§ **Your goal**:
Every entry has to be restated word for word.
#### Data records ####
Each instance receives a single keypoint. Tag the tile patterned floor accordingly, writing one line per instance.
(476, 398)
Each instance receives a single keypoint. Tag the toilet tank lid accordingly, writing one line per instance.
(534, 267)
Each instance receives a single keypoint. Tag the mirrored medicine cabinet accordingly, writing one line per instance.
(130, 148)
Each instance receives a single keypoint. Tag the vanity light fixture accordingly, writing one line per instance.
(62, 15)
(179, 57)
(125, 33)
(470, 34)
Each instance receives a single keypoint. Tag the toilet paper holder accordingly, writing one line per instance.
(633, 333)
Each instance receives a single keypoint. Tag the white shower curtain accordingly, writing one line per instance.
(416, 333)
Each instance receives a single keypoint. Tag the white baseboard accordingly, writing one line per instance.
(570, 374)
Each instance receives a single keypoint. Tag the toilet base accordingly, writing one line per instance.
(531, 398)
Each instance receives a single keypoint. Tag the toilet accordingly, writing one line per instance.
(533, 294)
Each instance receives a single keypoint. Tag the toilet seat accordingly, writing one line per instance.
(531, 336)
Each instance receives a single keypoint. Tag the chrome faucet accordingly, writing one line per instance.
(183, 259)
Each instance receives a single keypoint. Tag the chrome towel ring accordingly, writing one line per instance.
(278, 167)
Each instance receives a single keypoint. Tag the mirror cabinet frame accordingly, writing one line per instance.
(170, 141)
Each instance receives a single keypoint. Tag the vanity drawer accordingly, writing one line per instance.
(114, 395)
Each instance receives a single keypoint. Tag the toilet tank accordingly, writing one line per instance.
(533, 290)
####
§ **Finished exercise**:
Each instance receives a single keypoint. Tag the tile patterned floor accordingly, writing one line per instance.
(476, 398)
Each instance receives a single keypoint. Tag the toilet tank lid accordingly, writing one line per instance.
(534, 267)
Each instance receives a single keypoint. Tag the mirrored medicine cabinet accordingly, writing one line per instance.
(130, 148)
Each instance receives a single keypoint. Tag the vanity light fixture accordingly, writing one line per instance.
(62, 15)
(179, 57)
(125, 33)
(470, 34)
Each instance receives a single keypoint. Tag the toilet paper holder accordingly, writing one line per instance.
(633, 333)
Each instance receives a single keypoint. Tag the white shower curtain accordingly, writing one line per instance.
(416, 333)
Each instance receives a single keypoint. Tag the white baseboard accordingly, writing one line per instance.
(570, 374)
Each instance receives a single keypoint. Tag the toilet base accordingly, writing one line per instance.
(531, 398)
Each instance receives a single keypoint. Tag the toilet accordingly, writing one line per instance.
(533, 294)
Each instance receives a single keypoint. Tag the toilet seat accordingly, writing one line per instance.
(531, 336)
Each instance receives a single keypoint. Tag the chrome faucet accordingly, writing one line per instance.
(183, 259)
Each instance receives a single keypoint. Tag the chrome towel ring accordingly, writing one line per instance.
(278, 167)
Each instance receives a single keypoint. Tag the mirror cabinet frame accordingly, writing one line per instance.
(170, 141)
Each instance receives a single keypoint. Tag the vanity drawer accordingly, writing one line per instance.
(114, 395)
Each instance receives a single keypoint. Tag the toilet tank accordingly, writing one line per instance.
(533, 290)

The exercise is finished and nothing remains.